Text block

::::::

# What kind of wood to use for raised bed garden



## jmeeter (Oct 14, 2008)

What kind of wood do I want to pick up from Home Depot / Lowe's for a raised bed garden? Do I want something that will rot and break down naturally (untreated) or do I want pressure treated wood?


----------



## ceresone (Oct 7, 2005)

I've done some research on the brand "yellawood", and it advertised being safe for garden beds.Pressure treated. You'll get a lot of different opinions, but thats how I'm going.


----------



## peacebaker (Dec 30, 2005)

I wouldn't use treated for food space, but that's my preference. 

I used cheap plain pine 2 x 4s, and they have lasted several years--I finally had to replace a few the third year, but most are still fine. I found some used 2 x 12s and 2 x 8s and they have lasted much longer...so I will go with bigger boards as I replace them over the years (figuring the larger mass took longer to break down, but it could just be that older construction lumber was a lot better, lol).


----------



## vegascowgirl (Sep 19, 2004)

I use treated landscape timbers. It just falls down to what you want to use.


----------



## whinnyninny (Aug 17, 2005)

The SFG book says you can use 2x4 or 2x6 or 2x8 pieces of wood, and treat them with linseed oil. I bought cedar (pricey) and hope it lasts!


----------



## PoorLiLRichGirl (Nov 10, 2008)

We skipped the boards and used landscaping bricks. The cost wasn't much different (it was on sale) and we butted it against our privacy fence on one side so we didn't need as many bricks. 4 years and counting 

Our resident master gardener swears by pine 2x12's though. They do rot in time, but for what they cost you can replace them easily while the rotting timber is beneficial in the garden. 
The 12 inch board brings the garden up higher and saves on the back too.


----------



## jnap31 (Sep 16, 2005)

I used untreated 2 by 12's they were used from the factory farm chicken houses payed $3 each I made 12 4 by 10 foot raised beds they are growing greens now under plastic or atleast 10 are I ran out of plastic.


----------



## Jenn (Nov 9, 2004)

whinnyninny said:


> The SFG book says you can use 2x4 or 2x6 or 2x8 pieces of wood, and treat them with linseed oil. I bought cedar (pricey) and hope it lasts!


I splurged for cedar- 1"x8" is all they had-and after 2&1/2 years they're fine while the 2x4 pine uprights I framed them with are rotting off at the top of the cedar.


----------



## whinnyninny (Aug 17, 2005)

Thanks! That's what I used too, the 1"x8".


----------



## ceresone (Oct 7, 2005)

I'm using 2"x8"x16'--yellawood, treated, supposed to be for gardens, is $12.06
Same size, cedar is $49.00


----------



## Tricky Grama (Oct 7, 2006)

Haven't done raised beds but read that cement blocks are about the best.

::::::

Exercise instructions
A: Copy the passage of the raised-bed wood thread that starts with "## peacebaker (Dec" and goes on through "(Sep 19, 2004)", word for word.
B: Pick up the raised-bed wood thread after its last post and write what comes next.

Data shown

::::::

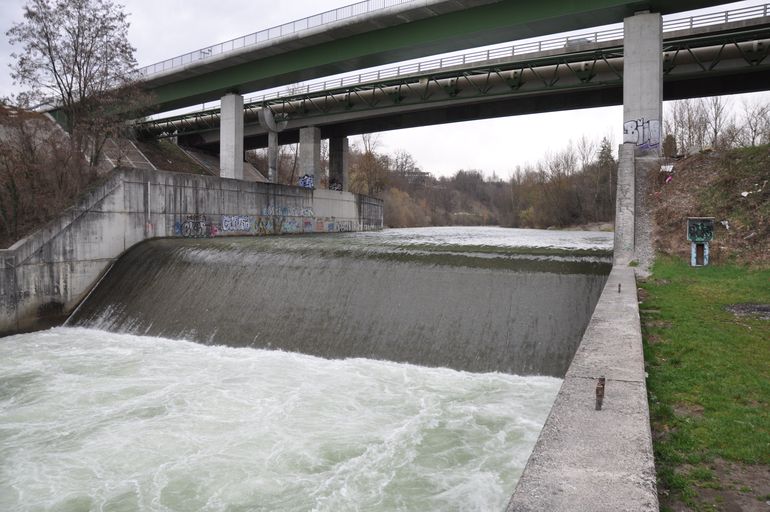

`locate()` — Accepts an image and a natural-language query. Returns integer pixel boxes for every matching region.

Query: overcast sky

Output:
[0,0,767,177]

::::::

Outputs
A:
## peacebaker (Dec 30, 2005)

I wouldn't use treated for food space, but that's my preference. 

I used cheap plain pine 2 x 4s, and they have lasted several years--I finally had to replace a few the third year, but most are still fine. I found some used 2 x 12s and 2 x 8s and they have lasted much longer...so I will go with bigger boards as I replace them over the years (figuring the larger mass took longer to break down, but it could just be that older construction lumber was a lot better, lol).


----------



## vegascowgirl (Sep 19, 2004)

B:
Patty


----------



## whinnyninny (Aug 17, 2005)

Patty, I wanted to do that and plant dwarf marigolds or nasturtiums or some other small flower in the holes all around the edges, but DH didn't like the idea of using cinder blocks.


----------



## used2bcool13 (Sep 24, 2007)

I used scavenged border bricks but love the small space and neat look of the boards. Mine doesn't look the tidiest.


----------



## WillowC (Jan 2, 2009)

jmeeter said:


> What kind of wood do I want to pick up from Home Depot / Lowe's for a raised bed garden? Do I want something that will rot and break down naturally (untreated) or do I want pressure treated wood?


We use 1 x 8 x 8 cedar and it lasts for years whereas other types of wood only lasts 2-3 years in our rainy climate. The cost differential for cedar is about 1-1/2 times more initially however in the long term, using cedar is the better choice financially wise for us.

Willow


----------



## peacebaker (Dec 30, 2005)

ceresone said:


> I'm using 2"x8"x16'--yellawood, treated, supposed to be for gardens, is $12.06
> Same size, cedar is $49.00


Yowza! That's pricey for cedar. I picked up 2x6x8 pine for under 3 bucks each at menards this week. Untreated. I can see if you lived somewhere extra damp you might go with a cedar or non-wood product though! 

I used to just have mounded raised beds--you don't even need an edge really. But, I do think they look neater and you can plant right up to the edge and not worry about erosion.


----------



## firegirl969 (Nov 3, 2008)

You can also ask for wood that is not suitable for retail sale, such as a small split, or something and get it for 50% off. I did that at Lowes. I did make raised beds out of old tractor tires (work great) and used concrete blocks. Both work great and are free!


----------



## MoonRiver (Sep 2, 2007)

I cut down about 20 trees and have more wood than I need, so I am cutting a couple of trees into 3" lengths. Then I'm going to put some landscaping fabric down and place the 3' tree pieces in a circle with a 4'-5' diameter. If necessary, I will tie a rope around them to keep them in place. 

I'm going to create several of these and grow flowers in them. I already have plenty of 4' beds made with pine 1x8's for vegetables.


----------



## cowboy joe (Sep 14, 2003)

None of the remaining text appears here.